Lucky you :). On Lotus vs. Lotus – I’ve read recently a comment by Mark Webber, who apparently referred to one of the Lotus teams as “Renault or Enstone or Lotus car, whatever it’s called”, so I guess everybody’s a bit ironic about the whole situation.


For me, the stand out performance of the day is Heikki in the Lotus. Faster than both the Williams and Force India who both completed more laps. He is closer to Lewis Hamilton than Hamilton is to Heidfeld and the same difference to Hamilton that Hamilton was to Alonso.

It would be useful to have a breakdown of all of his laps to know how often he was hitting close to that time window, but it looks good that Lotus will have graduated to the mid field and the Class B will have just 2 contending teams.

However, going back to the McLarens, I have a feeling they have adopted a different approach to the testing. There is no doubt they are running the most unorthodox car this year. I have a feeling that they are slowly implementing their technology on to the car so they can better understand it to simulate it. There is no doubt in my mind that the reason they used the 2010 car in the first test was to try out the unknown Pirellis on a known platform. This enables them to have more reliable data to feed back to their simulators as they know that any unexpected results are just to the tyres rather than just to any radical new feature on the car.

Data entries:

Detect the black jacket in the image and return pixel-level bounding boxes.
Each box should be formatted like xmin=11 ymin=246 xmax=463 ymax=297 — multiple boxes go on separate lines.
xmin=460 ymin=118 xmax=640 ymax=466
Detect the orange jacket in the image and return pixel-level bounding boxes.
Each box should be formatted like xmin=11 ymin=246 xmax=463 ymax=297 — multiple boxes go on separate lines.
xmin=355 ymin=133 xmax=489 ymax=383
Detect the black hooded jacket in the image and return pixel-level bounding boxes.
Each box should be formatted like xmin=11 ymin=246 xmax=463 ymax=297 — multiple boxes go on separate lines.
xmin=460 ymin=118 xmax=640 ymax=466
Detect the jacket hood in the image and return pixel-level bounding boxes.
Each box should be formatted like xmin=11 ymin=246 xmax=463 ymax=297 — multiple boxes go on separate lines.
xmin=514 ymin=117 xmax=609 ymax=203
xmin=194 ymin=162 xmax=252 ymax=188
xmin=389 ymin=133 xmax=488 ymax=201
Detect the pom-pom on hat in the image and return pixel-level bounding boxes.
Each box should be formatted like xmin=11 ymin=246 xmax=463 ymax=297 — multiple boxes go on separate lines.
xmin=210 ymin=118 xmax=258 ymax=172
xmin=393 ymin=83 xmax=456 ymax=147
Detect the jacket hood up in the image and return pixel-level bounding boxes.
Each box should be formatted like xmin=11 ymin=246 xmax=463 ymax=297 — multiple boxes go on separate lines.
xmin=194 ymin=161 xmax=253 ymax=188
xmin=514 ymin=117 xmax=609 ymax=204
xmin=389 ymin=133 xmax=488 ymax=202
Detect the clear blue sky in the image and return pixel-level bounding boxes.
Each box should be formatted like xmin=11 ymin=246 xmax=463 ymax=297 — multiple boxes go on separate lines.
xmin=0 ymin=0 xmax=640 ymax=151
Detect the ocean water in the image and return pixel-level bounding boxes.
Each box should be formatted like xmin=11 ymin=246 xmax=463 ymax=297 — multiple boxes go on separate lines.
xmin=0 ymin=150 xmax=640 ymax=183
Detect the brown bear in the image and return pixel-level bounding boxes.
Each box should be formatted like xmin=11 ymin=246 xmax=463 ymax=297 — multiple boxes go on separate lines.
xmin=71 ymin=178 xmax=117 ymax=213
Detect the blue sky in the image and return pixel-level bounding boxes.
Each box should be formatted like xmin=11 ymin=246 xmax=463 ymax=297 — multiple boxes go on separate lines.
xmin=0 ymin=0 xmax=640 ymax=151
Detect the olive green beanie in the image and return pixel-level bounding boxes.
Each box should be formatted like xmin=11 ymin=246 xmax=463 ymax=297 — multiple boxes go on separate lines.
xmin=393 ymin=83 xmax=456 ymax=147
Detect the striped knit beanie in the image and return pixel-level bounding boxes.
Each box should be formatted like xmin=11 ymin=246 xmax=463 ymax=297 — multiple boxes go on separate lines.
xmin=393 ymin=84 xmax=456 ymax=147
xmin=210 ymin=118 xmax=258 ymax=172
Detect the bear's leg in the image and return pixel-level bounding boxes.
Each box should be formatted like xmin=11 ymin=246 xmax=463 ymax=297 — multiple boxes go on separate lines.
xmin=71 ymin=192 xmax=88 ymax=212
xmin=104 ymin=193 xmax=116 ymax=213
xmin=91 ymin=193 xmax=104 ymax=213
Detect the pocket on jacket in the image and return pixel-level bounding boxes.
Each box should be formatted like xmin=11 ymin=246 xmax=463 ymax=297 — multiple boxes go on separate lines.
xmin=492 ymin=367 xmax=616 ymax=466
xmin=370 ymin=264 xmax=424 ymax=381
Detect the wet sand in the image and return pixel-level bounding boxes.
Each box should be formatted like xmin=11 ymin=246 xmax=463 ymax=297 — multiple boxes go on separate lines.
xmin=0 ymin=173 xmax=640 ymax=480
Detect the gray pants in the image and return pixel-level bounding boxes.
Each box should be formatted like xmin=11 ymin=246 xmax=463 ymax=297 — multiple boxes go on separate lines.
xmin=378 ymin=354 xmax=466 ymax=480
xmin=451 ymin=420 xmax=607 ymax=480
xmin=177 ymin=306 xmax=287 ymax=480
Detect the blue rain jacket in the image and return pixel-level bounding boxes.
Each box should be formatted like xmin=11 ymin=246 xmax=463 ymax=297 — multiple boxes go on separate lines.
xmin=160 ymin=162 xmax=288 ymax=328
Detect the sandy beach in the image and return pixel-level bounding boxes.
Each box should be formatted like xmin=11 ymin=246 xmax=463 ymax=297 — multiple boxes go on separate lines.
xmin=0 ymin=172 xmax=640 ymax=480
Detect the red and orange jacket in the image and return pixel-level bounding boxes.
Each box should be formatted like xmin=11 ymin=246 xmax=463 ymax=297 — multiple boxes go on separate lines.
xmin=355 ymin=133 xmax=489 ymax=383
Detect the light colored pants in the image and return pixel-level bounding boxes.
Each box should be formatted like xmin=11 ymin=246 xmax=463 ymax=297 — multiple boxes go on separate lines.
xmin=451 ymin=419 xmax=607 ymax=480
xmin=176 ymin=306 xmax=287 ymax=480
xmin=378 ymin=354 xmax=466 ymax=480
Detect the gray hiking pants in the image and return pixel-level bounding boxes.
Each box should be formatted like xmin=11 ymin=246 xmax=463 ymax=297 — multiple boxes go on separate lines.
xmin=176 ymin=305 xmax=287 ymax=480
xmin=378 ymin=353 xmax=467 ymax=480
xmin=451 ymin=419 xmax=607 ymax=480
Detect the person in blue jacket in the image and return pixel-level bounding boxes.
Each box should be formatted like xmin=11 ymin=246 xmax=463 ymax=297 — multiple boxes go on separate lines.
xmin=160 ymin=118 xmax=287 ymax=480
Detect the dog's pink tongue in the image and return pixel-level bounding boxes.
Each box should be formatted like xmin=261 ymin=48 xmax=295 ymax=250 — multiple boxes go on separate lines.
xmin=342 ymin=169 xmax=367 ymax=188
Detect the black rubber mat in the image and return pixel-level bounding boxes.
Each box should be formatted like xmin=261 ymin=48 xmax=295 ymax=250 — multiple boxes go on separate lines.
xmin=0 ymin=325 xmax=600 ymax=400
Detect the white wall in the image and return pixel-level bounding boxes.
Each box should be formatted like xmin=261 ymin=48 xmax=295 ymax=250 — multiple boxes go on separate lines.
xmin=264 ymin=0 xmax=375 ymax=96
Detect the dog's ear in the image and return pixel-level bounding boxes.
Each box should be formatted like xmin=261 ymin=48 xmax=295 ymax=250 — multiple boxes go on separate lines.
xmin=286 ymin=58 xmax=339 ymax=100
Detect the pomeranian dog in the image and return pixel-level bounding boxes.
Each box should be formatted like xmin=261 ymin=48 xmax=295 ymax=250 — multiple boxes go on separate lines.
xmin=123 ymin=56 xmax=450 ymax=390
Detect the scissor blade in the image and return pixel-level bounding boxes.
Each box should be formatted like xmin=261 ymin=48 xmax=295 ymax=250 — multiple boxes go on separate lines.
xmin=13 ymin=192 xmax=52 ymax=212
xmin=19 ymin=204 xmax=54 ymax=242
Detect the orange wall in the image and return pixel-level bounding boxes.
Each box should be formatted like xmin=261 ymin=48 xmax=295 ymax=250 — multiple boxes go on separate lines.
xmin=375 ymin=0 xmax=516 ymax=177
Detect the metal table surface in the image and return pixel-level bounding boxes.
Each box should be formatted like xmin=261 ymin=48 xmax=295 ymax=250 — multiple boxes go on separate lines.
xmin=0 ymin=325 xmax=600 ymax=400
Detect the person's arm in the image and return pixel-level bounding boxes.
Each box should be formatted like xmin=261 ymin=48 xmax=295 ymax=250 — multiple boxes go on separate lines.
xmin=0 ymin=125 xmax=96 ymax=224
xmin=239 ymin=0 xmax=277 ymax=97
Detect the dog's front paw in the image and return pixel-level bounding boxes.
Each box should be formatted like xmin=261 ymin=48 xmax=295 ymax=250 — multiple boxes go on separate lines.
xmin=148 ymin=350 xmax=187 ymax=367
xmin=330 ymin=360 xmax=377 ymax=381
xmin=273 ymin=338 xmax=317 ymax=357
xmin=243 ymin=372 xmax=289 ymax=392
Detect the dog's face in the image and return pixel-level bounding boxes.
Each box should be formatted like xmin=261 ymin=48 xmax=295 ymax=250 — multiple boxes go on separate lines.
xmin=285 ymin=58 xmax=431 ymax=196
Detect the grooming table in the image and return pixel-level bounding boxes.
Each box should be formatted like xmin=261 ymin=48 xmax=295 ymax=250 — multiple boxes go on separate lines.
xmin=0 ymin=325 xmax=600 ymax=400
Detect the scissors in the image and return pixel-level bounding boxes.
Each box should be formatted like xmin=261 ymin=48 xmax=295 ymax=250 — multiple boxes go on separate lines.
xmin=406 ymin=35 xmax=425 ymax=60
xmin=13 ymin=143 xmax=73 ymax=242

#### [Directions]
1 > From the F1 testing comments, extract everything from "For me, the" down to "2 contending teams.".
2 > List every person mentioned by name in the F1 testing comments.

#### [Response list]
1 >
For me, the stand out performance of the day is Heikki in the Lotus. Faster than both the Williams and Force India who both completed more laps. He is closer to Lewis Hamilton than Hamilton is to Heidfeld and the same difference to Hamilton that Hamilton was to Alonso.

It would be useful to have a breakdown of all of his laps to know how often he was hitting close to that time window, but it looks good that Lotus will have graduated to the mid field and the Class B will have just 2 contending teams.

2 >
- Mark Webber
- Heikki
- Lewis Hamilton
- Heidfeld
- Alonso